Named-object pointing records
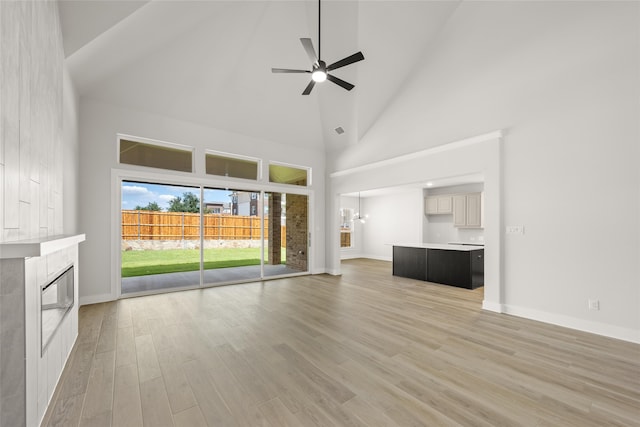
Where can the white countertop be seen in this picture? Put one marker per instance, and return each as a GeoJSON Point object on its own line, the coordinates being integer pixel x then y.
{"type": "Point", "coordinates": [38, 246]}
{"type": "Point", "coordinates": [445, 246]}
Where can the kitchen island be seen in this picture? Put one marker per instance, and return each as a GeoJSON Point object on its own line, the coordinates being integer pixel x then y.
{"type": "Point", "coordinates": [460, 265]}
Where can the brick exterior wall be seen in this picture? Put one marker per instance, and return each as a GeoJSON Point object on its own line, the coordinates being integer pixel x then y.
{"type": "Point", "coordinates": [274, 256]}
{"type": "Point", "coordinates": [297, 226]}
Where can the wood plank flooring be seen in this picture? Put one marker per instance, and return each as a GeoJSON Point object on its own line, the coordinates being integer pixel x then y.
{"type": "Point", "coordinates": [363, 349]}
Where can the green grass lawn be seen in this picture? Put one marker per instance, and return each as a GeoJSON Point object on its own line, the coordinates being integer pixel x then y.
{"type": "Point", "coordinates": [142, 263]}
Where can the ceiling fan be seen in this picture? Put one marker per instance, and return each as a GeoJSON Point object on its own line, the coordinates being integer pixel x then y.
{"type": "Point", "coordinates": [319, 69]}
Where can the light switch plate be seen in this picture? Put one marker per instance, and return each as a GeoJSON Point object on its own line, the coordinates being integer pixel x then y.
{"type": "Point", "coordinates": [515, 229]}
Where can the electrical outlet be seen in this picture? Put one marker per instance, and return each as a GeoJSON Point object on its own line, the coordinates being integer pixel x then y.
{"type": "Point", "coordinates": [515, 229]}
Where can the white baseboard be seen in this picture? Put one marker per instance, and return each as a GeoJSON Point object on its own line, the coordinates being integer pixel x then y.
{"type": "Point", "coordinates": [350, 255]}
{"type": "Point", "coordinates": [598, 328]}
{"type": "Point", "coordinates": [378, 257]}
{"type": "Point", "coordinates": [95, 299]}
{"type": "Point", "coordinates": [492, 306]}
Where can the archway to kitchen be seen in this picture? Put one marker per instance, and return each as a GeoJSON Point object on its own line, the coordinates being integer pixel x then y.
{"type": "Point", "coordinates": [473, 156]}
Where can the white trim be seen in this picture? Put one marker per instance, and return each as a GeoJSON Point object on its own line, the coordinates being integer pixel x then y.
{"type": "Point", "coordinates": [95, 299]}
{"type": "Point", "coordinates": [598, 328]}
{"type": "Point", "coordinates": [429, 151]}
{"type": "Point", "coordinates": [491, 306]}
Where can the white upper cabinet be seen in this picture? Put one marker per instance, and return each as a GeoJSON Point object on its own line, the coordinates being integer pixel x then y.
{"type": "Point", "coordinates": [438, 204]}
{"type": "Point", "coordinates": [467, 210]}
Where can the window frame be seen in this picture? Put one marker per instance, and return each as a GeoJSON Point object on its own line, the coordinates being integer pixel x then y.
{"type": "Point", "coordinates": [293, 166]}
{"type": "Point", "coordinates": [157, 143]}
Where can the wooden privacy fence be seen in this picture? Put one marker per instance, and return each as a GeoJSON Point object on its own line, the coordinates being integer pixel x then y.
{"type": "Point", "coordinates": [150, 225]}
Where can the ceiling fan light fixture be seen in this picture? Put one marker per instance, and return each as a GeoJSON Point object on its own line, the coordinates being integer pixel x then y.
{"type": "Point", "coordinates": [319, 76]}
{"type": "Point", "coordinates": [320, 70]}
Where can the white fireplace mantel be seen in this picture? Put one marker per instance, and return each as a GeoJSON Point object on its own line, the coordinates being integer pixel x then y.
{"type": "Point", "coordinates": [39, 246]}
{"type": "Point", "coordinates": [30, 367]}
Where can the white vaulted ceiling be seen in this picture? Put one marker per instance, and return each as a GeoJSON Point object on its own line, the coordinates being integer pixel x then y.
{"type": "Point", "coordinates": [209, 62]}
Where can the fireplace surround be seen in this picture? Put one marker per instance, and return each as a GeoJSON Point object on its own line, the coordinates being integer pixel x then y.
{"type": "Point", "coordinates": [32, 359]}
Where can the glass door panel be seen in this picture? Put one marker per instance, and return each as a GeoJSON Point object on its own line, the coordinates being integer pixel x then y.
{"type": "Point", "coordinates": [232, 235]}
{"type": "Point", "coordinates": [286, 234]}
{"type": "Point", "coordinates": [160, 237]}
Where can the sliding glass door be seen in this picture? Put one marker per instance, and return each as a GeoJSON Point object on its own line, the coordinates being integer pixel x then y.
{"type": "Point", "coordinates": [232, 241]}
{"type": "Point", "coordinates": [160, 237]}
{"type": "Point", "coordinates": [286, 238]}
{"type": "Point", "coordinates": [176, 236]}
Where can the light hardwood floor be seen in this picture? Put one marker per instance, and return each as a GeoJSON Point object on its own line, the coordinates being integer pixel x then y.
{"type": "Point", "coordinates": [363, 349]}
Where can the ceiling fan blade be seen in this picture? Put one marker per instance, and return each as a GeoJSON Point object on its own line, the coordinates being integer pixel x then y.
{"type": "Point", "coordinates": [311, 52]}
{"type": "Point", "coordinates": [346, 61]}
{"type": "Point", "coordinates": [286, 70]}
{"type": "Point", "coordinates": [340, 82]}
{"type": "Point", "coordinates": [310, 86]}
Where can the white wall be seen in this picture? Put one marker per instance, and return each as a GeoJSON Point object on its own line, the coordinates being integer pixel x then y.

**What is needed**
Reproduce, word for word, every line starting at the line that contains "Where can the ceiling fan blade" and ending with the final line of the entries.

**Complete answer**
Where can the ceiling fan blade be seen in this picture? Put one marker per instance, and return each as a GeoJSON Point object on its own line, the coordinates being integer pixel x then y.
{"type": "Point", "coordinates": [311, 52]}
{"type": "Point", "coordinates": [346, 61]}
{"type": "Point", "coordinates": [286, 70]}
{"type": "Point", "coordinates": [340, 82]}
{"type": "Point", "coordinates": [310, 86]}
Where can the white wall be seen in this picture? Put one marker per instance, and return each as a GeoJSON Point object on its own line, the coordinates being integer pixel x then y.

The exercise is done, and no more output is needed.